DOCUMENT EXTRACT ::
▶

You Lost Your Job In NC Because Of The Coronavirus. What Should You Do Now?
Layoffs have already begun in many workplaces around North Carolina -- especially at restaurants and retail stores -- as fears of the coronavirus mount and elected officials urge people to stay home. If you're let go from your job, what should you do?
First, know that you're not alone. More than 535,000 people are employed by North Carolina's leisure and hospitality sector, and more than 163,000 people work in other services, according to the Bureau of Labor Statistics. Very likely, you're in the same boat as a lot of other people who've suddenly had their hours cut, or their employment ended.
So what should you do while you're self-quarantining at home, wondering how you'll pay rent, buy groceries, and look for a new source of income -- all without leaving the house for the foreseeable future?
One solution is to file for unemployment. North Carolina's governor, Roy Cooper, has ordered the state to start offering unemployment benefits to people who've lost their jobs or have had hours reduced because of the COVID-19 epidemic.
Many of the usual restrictions have been waived -- like having to wait a week after losing your job, and the requirement that applicants must "actively" seek work.
How To File For Unemployment
The quickest way to file is to make an online account at www.des.nc.gov. You will need:
- Your Social Security number
- Your bank routing number and account number (if you'd like direct deposit -- otherwise, payment is placed on a DES debit card)
- Your work history for the past two years (employer name as it appears on your check stub, employer's payroll and physical addresses, telephone number, employment dates, rate of pay)
- For non-citizens only: your "Alien number" and expiration date from your Employment Authorization Document
The online process takes about 30 minutes, and if you have problems, you can call the help line at 888-737-0259, Monday through Friday, from 8 a.m. to 4:30 p.m.
How much you receive will depend on how much you were making at your job. The state will add up the wages you earned over the last two quarters of the base period and divide that number by 52. That's your weekly allotment.
For example, if you were working full time making minimum wage ($7.50 an hour), you would receive roughly $138 per week. The maximum someone can earn is $350 a week, and benefits are limited to 20 weeks max.

◀

ENTRIES SUPPLIED ::
▶

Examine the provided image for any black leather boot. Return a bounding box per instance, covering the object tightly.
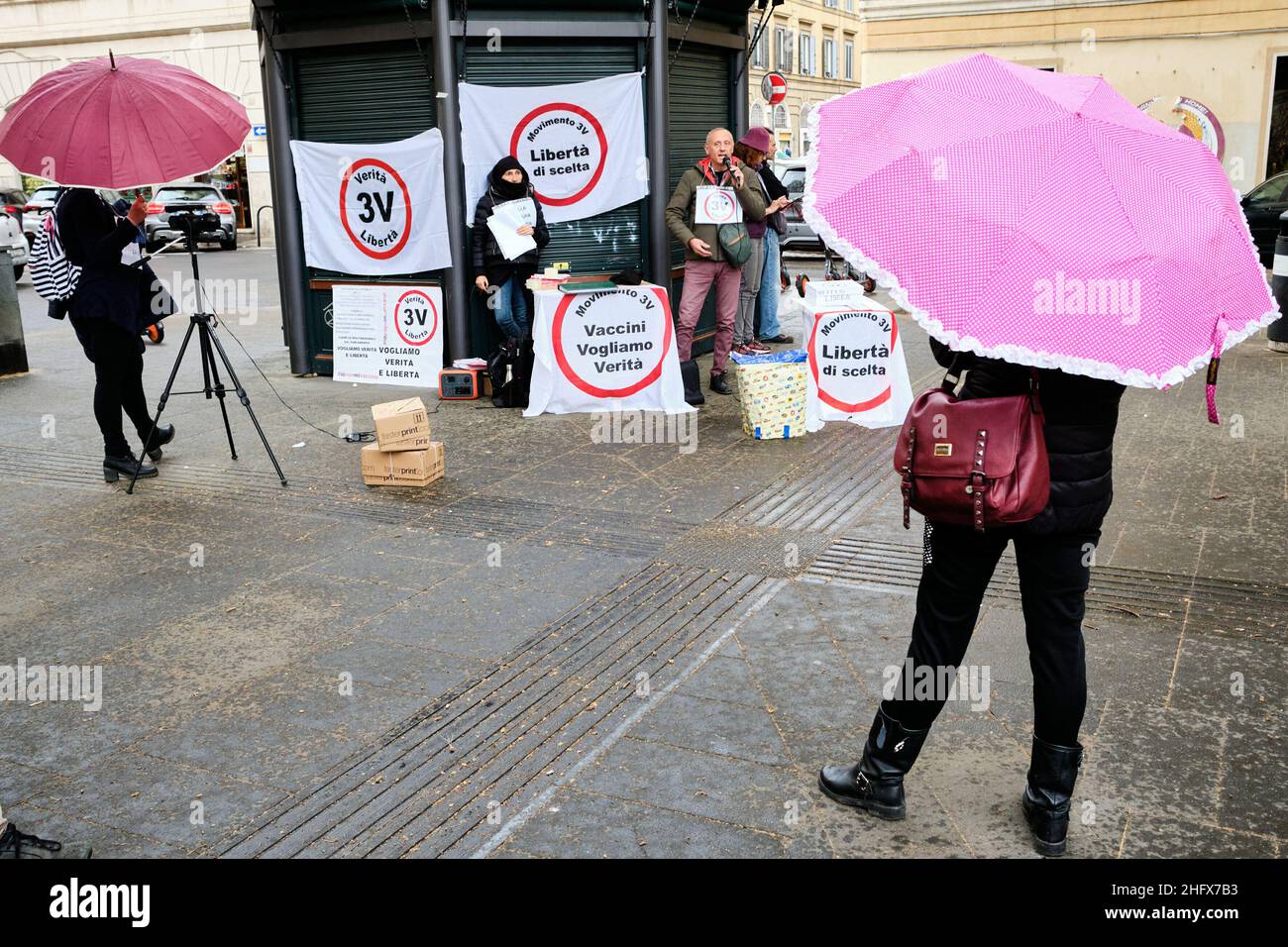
[139,424,174,464]
[103,454,158,483]
[1020,737,1082,858]
[818,707,930,821]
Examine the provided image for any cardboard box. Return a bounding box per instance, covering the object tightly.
[362,441,447,487]
[374,398,430,451]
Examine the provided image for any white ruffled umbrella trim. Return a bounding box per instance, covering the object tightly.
[802,93,1279,389]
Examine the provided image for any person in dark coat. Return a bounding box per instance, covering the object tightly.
[819,340,1125,856]
[473,155,550,342]
[54,188,174,483]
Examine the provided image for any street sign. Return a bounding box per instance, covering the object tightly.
[760,72,787,106]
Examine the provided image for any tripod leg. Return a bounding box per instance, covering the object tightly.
[125,320,197,493]
[201,320,237,460]
[210,326,286,487]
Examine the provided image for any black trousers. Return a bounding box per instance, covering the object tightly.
[883,522,1100,746]
[71,316,152,458]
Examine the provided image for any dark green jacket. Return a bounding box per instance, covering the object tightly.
[666,158,765,261]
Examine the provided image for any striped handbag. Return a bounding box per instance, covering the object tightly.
[29,195,81,303]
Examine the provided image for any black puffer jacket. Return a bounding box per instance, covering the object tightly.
[55,187,175,337]
[930,339,1125,533]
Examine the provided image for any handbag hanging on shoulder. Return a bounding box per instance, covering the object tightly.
[894,368,1051,532]
[29,192,81,307]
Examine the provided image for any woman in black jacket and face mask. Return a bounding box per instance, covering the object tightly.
[473,155,550,342]
[819,340,1125,856]
[54,188,174,483]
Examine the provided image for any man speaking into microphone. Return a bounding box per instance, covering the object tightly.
[666,129,765,394]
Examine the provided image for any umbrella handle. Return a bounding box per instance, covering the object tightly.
[1207,316,1228,424]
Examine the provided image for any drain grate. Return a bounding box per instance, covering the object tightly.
[802,537,1288,634]
[224,565,769,857]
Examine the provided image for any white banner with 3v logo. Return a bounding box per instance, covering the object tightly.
[331,283,443,389]
[291,129,452,275]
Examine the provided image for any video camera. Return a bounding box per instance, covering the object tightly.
[164,204,219,243]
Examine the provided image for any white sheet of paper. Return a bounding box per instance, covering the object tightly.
[693,184,742,224]
[486,214,537,261]
[492,197,537,230]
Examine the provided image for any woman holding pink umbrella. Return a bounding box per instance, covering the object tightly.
[804,54,1276,856]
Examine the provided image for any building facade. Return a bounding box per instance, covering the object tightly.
[859,0,1288,192]
[0,0,271,236]
[747,0,862,158]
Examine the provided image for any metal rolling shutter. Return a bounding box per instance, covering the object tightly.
[293,43,438,145]
[465,39,644,273]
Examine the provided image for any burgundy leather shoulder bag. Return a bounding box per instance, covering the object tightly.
[894,368,1051,532]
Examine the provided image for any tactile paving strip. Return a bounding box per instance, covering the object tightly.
[224,565,770,857]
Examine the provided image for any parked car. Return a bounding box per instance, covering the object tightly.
[774,159,823,252]
[22,184,121,246]
[143,184,237,250]
[0,187,27,230]
[0,214,27,279]
[1239,171,1288,266]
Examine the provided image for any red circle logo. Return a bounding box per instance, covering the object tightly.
[394,290,438,346]
[808,309,899,415]
[510,102,608,207]
[340,158,411,261]
[702,188,737,224]
[550,287,671,398]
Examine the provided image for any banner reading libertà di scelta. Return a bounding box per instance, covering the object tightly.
[291,129,452,275]
[460,72,648,223]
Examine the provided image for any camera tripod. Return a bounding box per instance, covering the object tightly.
[125,207,286,493]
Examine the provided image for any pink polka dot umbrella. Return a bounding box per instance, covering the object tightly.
[804,54,1278,419]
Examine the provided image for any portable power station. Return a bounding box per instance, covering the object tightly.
[438,368,486,401]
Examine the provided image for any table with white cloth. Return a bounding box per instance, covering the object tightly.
[523,283,693,417]
[802,281,912,432]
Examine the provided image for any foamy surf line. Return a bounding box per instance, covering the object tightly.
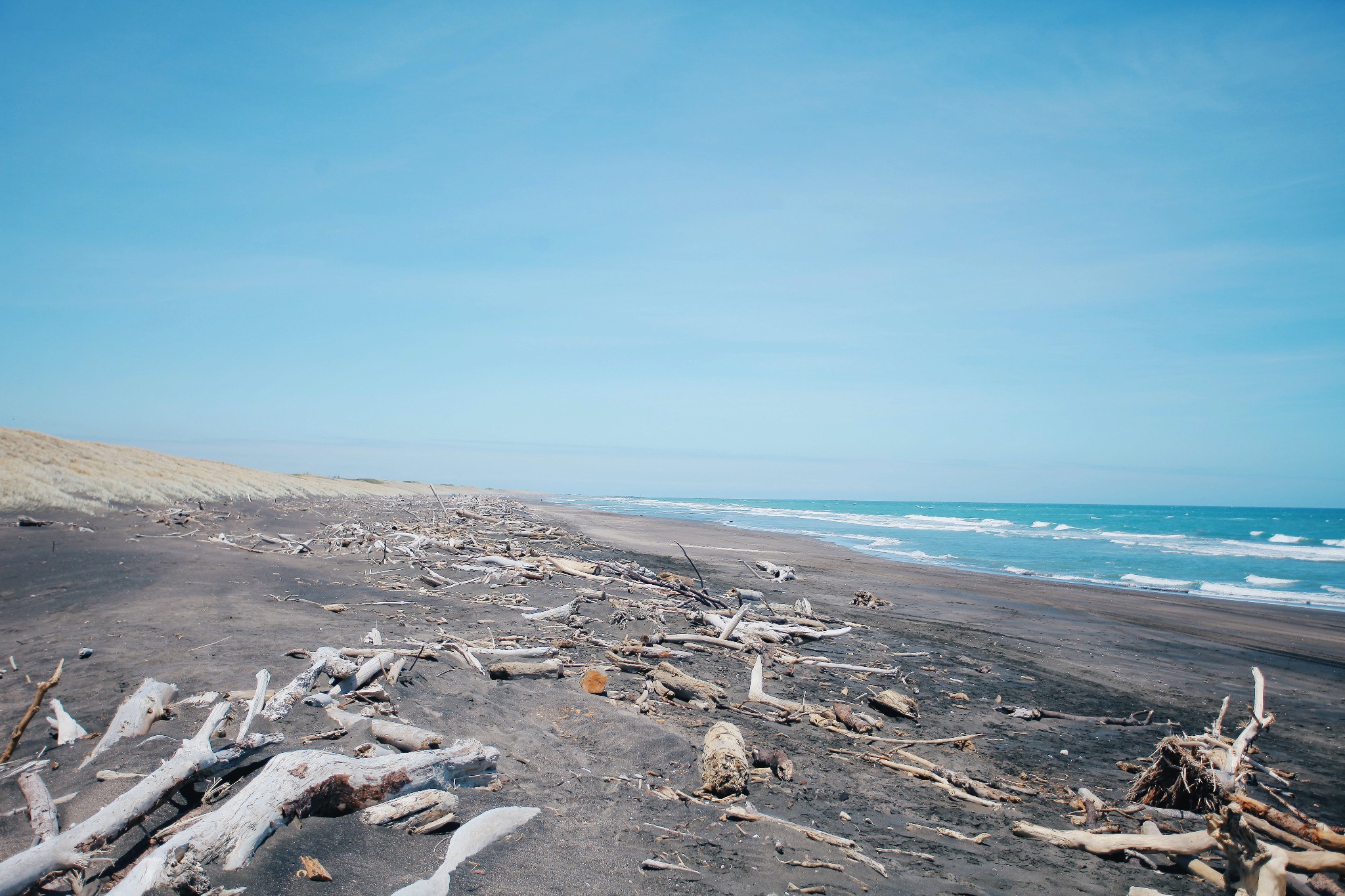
[553,497,1345,610]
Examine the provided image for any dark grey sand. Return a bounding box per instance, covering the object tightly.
[0,502,1345,896]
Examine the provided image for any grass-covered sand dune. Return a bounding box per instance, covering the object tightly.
[0,427,449,513]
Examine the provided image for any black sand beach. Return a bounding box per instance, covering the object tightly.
[0,496,1345,896]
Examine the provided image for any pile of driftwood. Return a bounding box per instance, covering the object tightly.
[1013,669,1345,896]
[0,647,537,896]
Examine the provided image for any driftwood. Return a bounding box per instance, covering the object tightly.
[393,806,540,896]
[0,704,271,896]
[19,771,60,843]
[701,721,748,797]
[996,705,1154,727]
[79,678,177,769]
[869,691,920,719]
[748,657,822,712]
[47,697,89,747]
[648,662,729,704]
[752,747,793,780]
[328,650,397,697]
[108,740,499,896]
[724,802,858,849]
[315,694,444,752]
[262,647,358,721]
[485,660,565,678]
[0,657,66,763]
[359,788,457,825]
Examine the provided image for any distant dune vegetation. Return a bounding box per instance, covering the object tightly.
[0,427,443,513]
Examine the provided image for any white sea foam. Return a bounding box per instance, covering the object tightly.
[1120,572,1195,588]
[1200,582,1345,607]
[1243,575,1298,586]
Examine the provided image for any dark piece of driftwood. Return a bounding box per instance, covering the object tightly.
[752,747,793,780]
[996,705,1154,727]
[0,660,66,763]
[869,691,920,719]
[108,740,499,896]
[19,771,60,845]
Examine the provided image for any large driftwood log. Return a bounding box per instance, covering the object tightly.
[393,806,540,896]
[1231,794,1345,851]
[79,678,177,769]
[359,787,457,825]
[701,721,748,797]
[19,771,60,843]
[108,740,499,896]
[262,647,359,721]
[0,702,263,896]
[648,662,729,704]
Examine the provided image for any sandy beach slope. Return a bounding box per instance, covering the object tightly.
[0,496,1345,896]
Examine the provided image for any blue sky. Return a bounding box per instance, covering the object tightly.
[0,3,1345,507]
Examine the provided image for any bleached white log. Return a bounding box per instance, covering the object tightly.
[262,647,358,721]
[312,694,444,752]
[0,702,248,896]
[79,678,177,769]
[359,788,457,825]
[47,697,89,747]
[328,650,397,696]
[472,553,537,570]
[19,771,60,843]
[236,669,271,740]
[748,657,824,712]
[108,740,499,896]
[467,647,557,662]
[523,601,576,622]
[393,806,540,896]
[756,560,795,582]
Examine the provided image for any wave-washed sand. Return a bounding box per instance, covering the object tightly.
[0,461,1345,896]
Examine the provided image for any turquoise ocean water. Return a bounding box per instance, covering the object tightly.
[552,496,1345,610]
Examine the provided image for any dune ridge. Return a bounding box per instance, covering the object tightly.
[0,427,441,513]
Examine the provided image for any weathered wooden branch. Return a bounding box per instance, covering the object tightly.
[648,662,729,705]
[701,721,748,797]
[393,806,540,896]
[108,740,499,896]
[262,647,358,721]
[79,678,177,769]
[0,660,66,763]
[19,771,60,843]
[0,702,249,896]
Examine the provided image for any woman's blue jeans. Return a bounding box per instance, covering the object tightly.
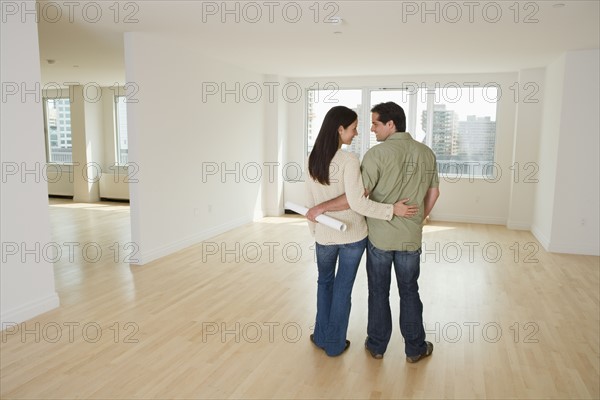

◀

REQUIREMENT 1 :: According to the North Carolina unemployment article, what are the maximum weekly benefit and the maximum number of weeks benefits last?
REQUIREMENT 2 :: Continue the article on filing for unemployment in North Carolina from its last sentence.
The lines after the article are separate material and are unrelated to it.

FINAL ANSWER 1 :: The maximum is $350 a week, for up to 20 weeks.

FINAL ANSWER 2 ::
Once approved, you'll have to complete a weekly check-in with the Division of Employment Security (DES). The department is suspending in-person check-ins while the pandemic is unfolding, and may instead ask you to check in online or by phone.
How Do I Know If I'm Eligible?
Per the governor's executive order, anyone who has been laid off or had their hours reduced as a result of the COVID-19 epidemic is now eligible to apply for unemployment.
If your employer is telling you to stay home, but you're still being paid, you are likely not eligible. DES has a full list of questions and answers related to COVID-19 on their website that may help with further clarification.
What About The Long Term?
Once you've submitted an application, the state will ask your employer to confirm that you've been let go or had your hours reduced because of the virus. Employers are given 10 days to respond, and the state says no payments will be released prior to that 10-day period. That means if you file a claim before the end of this week, you have a chance of receiving money before April 1.
Already, the state is seeing an uptick in claims. The N.C. Department of Commerce says more than 4,700 claims related to COVID-19 have been filed over the last three days. Typically, the department receives an average of 3,500 claims per week.
How long until all this blows over? It's still too soon to say. Some researchers say we'll need "months" of social distancing in order to prevent a spike in coronavirus cases that could overwhelm hospitals and result in widespread deaths.
Earlier this week, President Donald Trump suggested social distancing guidelines could remain in place through July or August. He added that the success of those measures will rely entirely on the cooperation of the public.